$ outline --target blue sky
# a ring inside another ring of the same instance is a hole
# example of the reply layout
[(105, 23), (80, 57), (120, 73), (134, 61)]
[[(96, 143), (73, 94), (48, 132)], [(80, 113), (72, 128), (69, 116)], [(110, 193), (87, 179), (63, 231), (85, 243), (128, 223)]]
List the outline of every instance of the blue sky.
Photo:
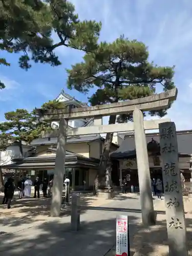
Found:
[[(81, 19), (101, 21), (100, 40), (112, 41), (121, 34), (144, 42), (150, 60), (158, 65), (175, 65), (174, 81), (178, 96), (167, 117), (177, 130), (192, 129), (192, 1), (191, 0), (72, 0)], [(54, 35), (56, 42), (57, 38)], [(0, 121), (4, 113), (16, 108), (31, 110), (55, 98), (62, 88), (79, 100), (87, 97), (66, 88), (66, 68), (81, 61), (82, 53), (60, 47), (56, 50), (62, 65), (33, 63), (20, 69), (18, 54), (1, 53), (11, 63), (1, 66), (0, 77), (6, 89), (0, 92)], [(160, 92), (160, 88), (158, 89)], [(147, 119), (150, 119), (148, 118)]]

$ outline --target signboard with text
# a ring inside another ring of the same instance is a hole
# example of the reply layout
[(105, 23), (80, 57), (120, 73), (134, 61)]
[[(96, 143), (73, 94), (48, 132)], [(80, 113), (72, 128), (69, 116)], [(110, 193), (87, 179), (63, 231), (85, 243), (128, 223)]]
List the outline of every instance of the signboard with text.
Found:
[(130, 256), (128, 216), (117, 216), (116, 255)]

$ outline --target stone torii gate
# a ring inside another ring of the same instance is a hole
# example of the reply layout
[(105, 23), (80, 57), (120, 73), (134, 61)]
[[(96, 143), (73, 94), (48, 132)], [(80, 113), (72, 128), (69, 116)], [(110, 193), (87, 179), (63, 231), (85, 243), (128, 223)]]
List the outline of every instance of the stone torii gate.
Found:
[[(59, 120), (58, 129), (49, 133), (42, 133), (44, 138), (58, 137), (51, 215), (58, 216), (60, 215), (65, 172), (64, 166), (67, 137), (134, 131), (142, 221), (144, 224), (147, 225), (154, 224), (155, 217), (144, 130), (158, 129), (159, 123), (169, 120), (160, 119), (144, 121), (142, 111), (166, 109), (169, 106), (170, 101), (176, 100), (177, 95), (177, 90), (174, 89), (159, 94), (110, 104), (66, 110), (63, 104), (63, 109), (37, 109), (36, 113), (41, 117), (42, 120), (50, 121)], [(133, 113), (133, 123), (102, 125), (102, 116), (130, 113)], [(94, 126), (67, 130), (69, 120), (93, 117), (94, 117)]]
════
> What you are asked to do: Put every line of the rows above into a numbered list, skipping blank lines and leaving out the pictures.

> Exercise answer:
1. $ outline --target blue sky
2. # a ring inside another ring of the same instance is a hole
3. # example of the reply layout
4. [(105, 23), (80, 57), (120, 73), (134, 61)]
5. [[(96, 143), (73, 94), (48, 132)], [(80, 113), (72, 128), (69, 116)], [(110, 193), (87, 179), (63, 231), (85, 243), (128, 223)]]
6. List the outline of every instance of the blue sky.
7. Photo:
8. Found:
9. [[(81, 19), (101, 21), (100, 40), (112, 41), (121, 34), (144, 42), (150, 60), (158, 65), (175, 65), (174, 81), (178, 96), (167, 117), (177, 130), (192, 129), (192, 1), (191, 0), (72, 0)], [(54, 35), (56, 42), (57, 38)], [(0, 121), (4, 113), (16, 108), (31, 110), (55, 98), (62, 88), (79, 100), (87, 97), (66, 88), (66, 68), (81, 61), (82, 53), (60, 47), (56, 50), (62, 65), (33, 63), (20, 69), (18, 54), (1, 53), (11, 63), (1, 66), (0, 77), (6, 89), (0, 92)], [(160, 92), (160, 88), (158, 89)], [(147, 119), (150, 119), (148, 118)]]
10. $ outline --target signboard with text
11. # a ring inside another ring of the same instance is a hole
12. # example of the reply layout
13. [(105, 23), (80, 57), (120, 73), (134, 61)]
14. [[(96, 143), (73, 94), (48, 132)], [(80, 113), (72, 128), (69, 116)], [(110, 193), (87, 179), (63, 231), (85, 243), (128, 223)]]
15. List the outline of every instance of the signboard with text.
16. Found:
17. [(130, 256), (128, 216), (117, 216), (116, 255)]
18. $ outline --target stone torii gate
19. # a ring inside another ring of the same instance is a hole
20. # example of the reply layout
21. [(105, 23), (80, 57), (120, 73), (134, 61)]
22. [[(96, 143), (73, 94), (48, 132)], [(80, 113), (72, 128), (69, 116)], [(110, 193), (87, 179), (63, 231), (85, 243), (128, 223)]]
23. List the outline of every instance of the stone torii gate.
24. Found:
25. [[(59, 120), (58, 129), (49, 133), (42, 133), (44, 138), (58, 137), (51, 215), (58, 216), (60, 215), (65, 172), (64, 166), (67, 137), (134, 131), (142, 221), (144, 224), (147, 225), (154, 224), (155, 217), (144, 130), (158, 129), (159, 123), (169, 120), (160, 119), (144, 121), (142, 111), (166, 109), (169, 106), (170, 101), (176, 100), (177, 95), (177, 90), (174, 89), (159, 94), (110, 104), (66, 110), (63, 104), (63, 109), (37, 109), (36, 113), (41, 117), (42, 120), (50, 121)], [(133, 113), (133, 123), (102, 125), (102, 116), (130, 113)], [(94, 126), (67, 130), (69, 120), (93, 117), (94, 117)]]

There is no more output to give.